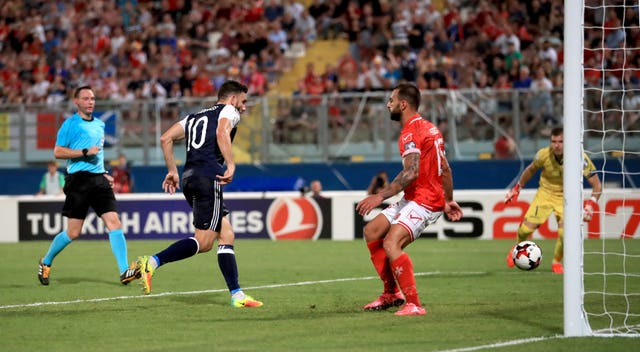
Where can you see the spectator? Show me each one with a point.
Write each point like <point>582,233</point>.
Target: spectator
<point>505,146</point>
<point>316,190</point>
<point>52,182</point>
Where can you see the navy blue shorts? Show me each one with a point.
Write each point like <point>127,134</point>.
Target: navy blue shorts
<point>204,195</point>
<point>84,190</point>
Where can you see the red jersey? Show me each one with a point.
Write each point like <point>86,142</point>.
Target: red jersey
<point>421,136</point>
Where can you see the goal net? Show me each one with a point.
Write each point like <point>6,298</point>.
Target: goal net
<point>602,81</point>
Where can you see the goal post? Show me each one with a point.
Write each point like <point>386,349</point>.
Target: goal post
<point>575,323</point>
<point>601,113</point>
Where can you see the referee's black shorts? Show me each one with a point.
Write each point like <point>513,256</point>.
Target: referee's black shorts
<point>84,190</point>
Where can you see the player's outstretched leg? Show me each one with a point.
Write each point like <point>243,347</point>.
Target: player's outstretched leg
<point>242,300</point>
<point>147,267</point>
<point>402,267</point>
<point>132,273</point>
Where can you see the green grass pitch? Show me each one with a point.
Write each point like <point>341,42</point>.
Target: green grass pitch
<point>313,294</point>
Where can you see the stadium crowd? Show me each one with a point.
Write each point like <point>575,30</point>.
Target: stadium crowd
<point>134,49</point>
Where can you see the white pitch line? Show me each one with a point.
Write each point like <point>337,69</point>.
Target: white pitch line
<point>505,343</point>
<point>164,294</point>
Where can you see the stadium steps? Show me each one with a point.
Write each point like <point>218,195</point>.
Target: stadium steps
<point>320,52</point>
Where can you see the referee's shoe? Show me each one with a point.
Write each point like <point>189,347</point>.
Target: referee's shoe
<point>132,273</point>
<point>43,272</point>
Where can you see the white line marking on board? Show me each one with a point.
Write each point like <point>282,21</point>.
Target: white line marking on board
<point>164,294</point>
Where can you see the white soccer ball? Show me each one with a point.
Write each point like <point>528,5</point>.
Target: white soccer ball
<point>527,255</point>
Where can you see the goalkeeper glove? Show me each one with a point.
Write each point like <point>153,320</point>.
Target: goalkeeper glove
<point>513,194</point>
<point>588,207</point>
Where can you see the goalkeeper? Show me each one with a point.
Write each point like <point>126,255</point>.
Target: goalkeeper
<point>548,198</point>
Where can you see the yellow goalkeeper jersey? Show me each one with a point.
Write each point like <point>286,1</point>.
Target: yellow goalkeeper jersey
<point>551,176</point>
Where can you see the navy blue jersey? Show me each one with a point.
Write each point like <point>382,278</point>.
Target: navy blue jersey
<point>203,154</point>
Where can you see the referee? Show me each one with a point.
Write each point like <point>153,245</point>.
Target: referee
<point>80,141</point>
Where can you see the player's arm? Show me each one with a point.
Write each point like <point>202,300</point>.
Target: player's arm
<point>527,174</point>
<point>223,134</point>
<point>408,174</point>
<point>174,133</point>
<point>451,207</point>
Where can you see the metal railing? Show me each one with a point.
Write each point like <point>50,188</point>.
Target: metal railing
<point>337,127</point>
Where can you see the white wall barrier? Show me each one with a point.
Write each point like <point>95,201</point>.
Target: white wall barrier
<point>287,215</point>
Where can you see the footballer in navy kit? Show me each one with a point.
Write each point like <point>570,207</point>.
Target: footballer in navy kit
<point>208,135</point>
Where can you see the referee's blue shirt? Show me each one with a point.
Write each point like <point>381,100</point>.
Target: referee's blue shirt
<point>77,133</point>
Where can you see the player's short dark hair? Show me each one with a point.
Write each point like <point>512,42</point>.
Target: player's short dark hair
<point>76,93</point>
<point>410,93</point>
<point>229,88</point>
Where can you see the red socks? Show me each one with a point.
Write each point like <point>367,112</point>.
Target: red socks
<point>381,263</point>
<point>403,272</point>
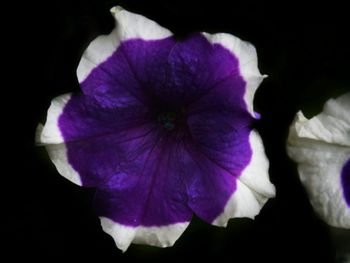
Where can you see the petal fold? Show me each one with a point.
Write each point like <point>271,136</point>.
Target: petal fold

Work instruction
Everything from the line with "Write each point like <point>341,42</point>." through the line with "Where can you see the yellow" should be written out exactly as it appears above, end lines included, and nothing outside that range.

Solution to the problem
Write each point like <point>341,42</point>.
Target: green grass pitch
<point>313,294</point>
Where can you see the stadium crowd? Show me each one with a point.
Write each point like <point>575,30</point>.
Target: stadium crowd
<point>134,49</point>
Where can you see the white pitch line? Show me each one with a point.
Write each point like <point>337,69</point>.
Target: white pitch line
<point>505,343</point>
<point>164,294</point>
Where can you see the stadium steps? Show me each one with a point.
Write each point like <point>218,195</point>.
Target: stadium steps
<point>320,52</point>
Where can you see the referee's shoe? Show me each one with a point.
Write each point like <point>189,347</point>.
Target: referee's shoe
<point>132,273</point>
<point>43,272</point>
Where can you see the white line marking on board? Show me each one with a point.
Write each point like <point>282,21</point>.
Target: white line marking on board
<point>164,294</point>
Where can you see the white soccer ball? Show me each one with a point.
Write each point like <point>528,5</point>.
Target: white soccer ball
<point>527,255</point>
Where can you see the goalkeeper glove? Show me each one with a point.
Write each point like <point>153,320</point>.
Target: goalkeeper glove
<point>513,194</point>
<point>588,207</point>
Where can you see the goalkeeper? Show me each one with a point.
Write each point like <point>126,255</point>.
Target: goalkeeper
<point>548,198</point>
Where can you see the yellow goalkeeper jersey? Show me each one with a point.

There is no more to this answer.